EXERCISE INSTRUCTIONS: Format each line of the records below as a string in a single JSON list, in order and skipping blank lines.
BEGIN DATASET EXCERPTS
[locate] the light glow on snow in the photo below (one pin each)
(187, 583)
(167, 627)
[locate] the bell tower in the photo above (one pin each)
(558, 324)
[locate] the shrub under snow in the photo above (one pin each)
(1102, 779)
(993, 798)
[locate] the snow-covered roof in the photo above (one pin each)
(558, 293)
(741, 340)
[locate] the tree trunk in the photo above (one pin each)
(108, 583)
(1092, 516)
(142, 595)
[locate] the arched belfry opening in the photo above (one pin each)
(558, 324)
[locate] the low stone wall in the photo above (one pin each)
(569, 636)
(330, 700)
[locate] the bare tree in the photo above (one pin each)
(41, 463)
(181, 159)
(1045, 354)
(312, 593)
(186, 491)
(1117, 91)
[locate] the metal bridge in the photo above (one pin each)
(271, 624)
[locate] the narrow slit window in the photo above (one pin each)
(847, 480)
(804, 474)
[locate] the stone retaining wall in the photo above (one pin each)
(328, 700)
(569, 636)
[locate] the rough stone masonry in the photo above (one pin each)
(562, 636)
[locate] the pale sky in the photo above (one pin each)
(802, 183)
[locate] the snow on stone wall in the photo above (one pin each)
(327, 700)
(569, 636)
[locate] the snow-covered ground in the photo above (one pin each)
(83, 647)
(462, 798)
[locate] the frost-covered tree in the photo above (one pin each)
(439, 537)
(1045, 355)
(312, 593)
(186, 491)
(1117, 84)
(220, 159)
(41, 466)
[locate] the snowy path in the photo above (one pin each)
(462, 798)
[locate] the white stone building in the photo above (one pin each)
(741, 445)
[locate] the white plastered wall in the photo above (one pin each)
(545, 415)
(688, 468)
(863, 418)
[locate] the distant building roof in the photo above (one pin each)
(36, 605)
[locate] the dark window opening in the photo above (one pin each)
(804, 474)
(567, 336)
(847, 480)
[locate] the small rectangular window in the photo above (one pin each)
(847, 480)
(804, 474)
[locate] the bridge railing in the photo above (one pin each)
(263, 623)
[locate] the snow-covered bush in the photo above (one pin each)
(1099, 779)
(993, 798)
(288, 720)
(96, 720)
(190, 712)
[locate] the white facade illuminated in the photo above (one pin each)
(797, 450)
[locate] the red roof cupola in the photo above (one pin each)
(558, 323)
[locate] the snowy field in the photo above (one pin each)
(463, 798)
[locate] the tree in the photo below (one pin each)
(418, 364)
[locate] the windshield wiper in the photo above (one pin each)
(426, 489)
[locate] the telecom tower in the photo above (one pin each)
END DATASET EXCERPTS
THE COMPLETED TASK:
[
  "[locate] the light glow on snow in the photo below (one pin each)",
  "(187, 583)",
  "(167, 627)",
  "[locate] the bell tower in the photo above (one pin each)",
  "(558, 324)",
  "[locate] the shrub under snow in the photo above (one pin each)",
  "(1102, 779)",
  "(993, 798)",
  "[locate] the snow-covered roof in the photo above (one pin each)",
  "(558, 293)",
  "(741, 340)",
  "[locate] the tree trunk in the photo above (one pin each)",
  "(108, 583)",
  "(1092, 516)",
  "(142, 595)",
  "[locate] the arched belfry opening in the photo above (one pin each)",
  "(558, 324)",
  "[locate] the low stone wall in the photo above (one pin each)",
  "(569, 636)",
  "(330, 700)",
  "[locate] the bare tree in the photo above (one pin each)",
  "(41, 463)",
  "(181, 159)",
  "(1045, 354)",
  "(312, 593)",
  "(186, 491)",
  "(1117, 91)",
  "[locate] the metal bridge in the photo above (one pin each)",
  "(271, 624)",
  "[locate] the narrow slit window in the photo above (one pin each)",
  "(847, 480)",
  "(804, 474)",
  "[locate] the stone retaining wall in the photo above (one pin each)",
  "(328, 700)",
  "(569, 636)",
  "[locate] the rough stone masonry in the photo above (one pin each)",
  "(562, 636)",
  "[locate] the pale sky in the photo above (one pin each)",
  "(802, 183)",
  "[locate] the snow on stone wall in the photo above (one pin each)",
  "(327, 700)",
  "(569, 636)",
  "[locate] the snow-covered ground in the photo above (one pin each)",
  "(83, 647)",
  "(462, 798)",
  "[locate] the frost-covered tree in the photo above (one pin each)",
  "(439, 537)",
  "(1045, 355)",
  "(312, 593)",
  "(186, 491)",
  "(1117, 84)",
  "(220, 159)",
  "(41, 466)",
  "[locate] the snowy path in the photo above (one pin each)",
  "(462, 798)",
  "[locate] the white stone building in the photo above (one pin each)",
  "(741, 445)",
  "[locate] the white plastered wall in the photo above (one pin each)",
  "(545, 415)",
  "(688, 468)",
  "(863, 418)",
  "[locate] the distant building roof in the photo above (one pin each)",
  "(36, 605)",
  "[locate] the dark window opening in the photo above (one pin each)",
  "(804, 474)",
  "(567, 336)",
  "(847, 480)",
  "[locate] the small rectangular window in the photo above (one pin each)",
  "(847, 480)",
  "(804, 474)",
  "[locate] the bridge railing in the photo above (one pin each)",
  "(263, 623)",
  "[locate] the snow-covered bush in the photo above (one pin each)",
  "(1099, 779)",
  "(993, 798)",
  "(288, 720)",
  "(96, 720)",
  "(190, 712)",
  "[locate] the white facade illuminated in the photo above (one pin each)",
  "(797, 450)",
  "[locate] the red roof cupola in the photo above (one pin each)",
  "(558, 323)",
  "[locate] the snowy field in the photo above (one pin each)",
  "(463, 798)",
  "[locate] the tree in the photo below (one pin each)",
  "(418, 364)",
  "[locate] the windshield wiper in the photo above (one pin each)",
  "(426, 489)",
  "[locate] the telecom tower in the photo above (one pin each)"
]